Text section =>
• • •

The Last Word
by Charles A. Bird

Say It Ain't So, Jim

Greer and Frega concocted a toxic brew; Malkus' flaw eludes

    Abe Attell, agent for a New York gambler, bribed eight players to throw the first two games of the 1919 World Series. "Shoeless" Joe Jackson took the money and had no answer when a young fan implored, "Say it ain't so, Joe."

    Countless San Diego lawyers would make the same plea to former San Diego Superior Court Judge Jim Malkus. Like Jackson, Malkus is a decent person fallen, not a star blown out of the sky. Malkus showed up in court every day and played the game as it was meant to be played. You got a fair hearing and courteous treatment.

    Malkus followed the law as he saw it. Some lawyers thought he had an activist's perspective, but his appellate record refutes that charge. In 14 years on the bench, Malkus' decisions resulted in five published general reversals, none a rebuke of activist judging.

• • •

Parts of the exercise =>
1. In the column about former Judge Jim Malkus, how many published general reversals did his decisions receive in his 14 years on the bench?
2. Carry on the column about former Judge Jim Malkus from the point where it stops.

• • •

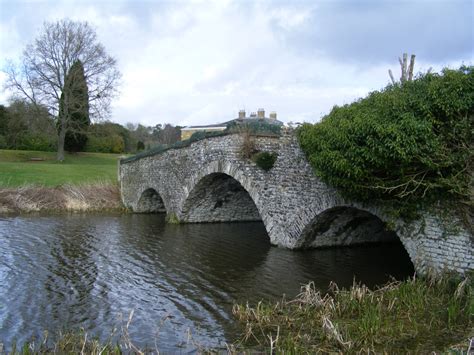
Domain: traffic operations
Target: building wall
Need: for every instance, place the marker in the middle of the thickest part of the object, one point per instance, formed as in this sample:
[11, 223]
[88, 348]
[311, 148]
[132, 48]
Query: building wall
[186, 133]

• • •

List of answers =>
1. Five.

2.
    Not one lawyer in San Diego would have taken seriously in 1992 a suggestion that Malkus took bribes or conspired to corrupt the court. Now we know Malkus acted corruptly and covered up the records of his own court, even if his convictions do not survive the inevitable appeals.

    After a University of Chicago law degree, five years as a Navy legal officer, 13 years of honorable private practice and 14 years as a respected superior court judge, what brought this man to the brink of spending his seventh decade behind bars?

    Judges Mickey Greer and Pat Frega poisoned themselves and Malkus. Together, Greer and Frega brewed toxins that neither man intended and neither man could have concocted alone.

    Greer hid a vulnerable personality behind a wall of arrogance over which he regularly poured the boiling oil of his temper. He was the most feared judge to sit in San Diego in the last 22 years. You never knew exactly what Greer wanted or what he would do if he didn’t get it.

    "Fast track" came when Greer served as presiding judge. Instead of enlisting cooperation to make it work, Greer gleefully crammed it down lawyers' throats.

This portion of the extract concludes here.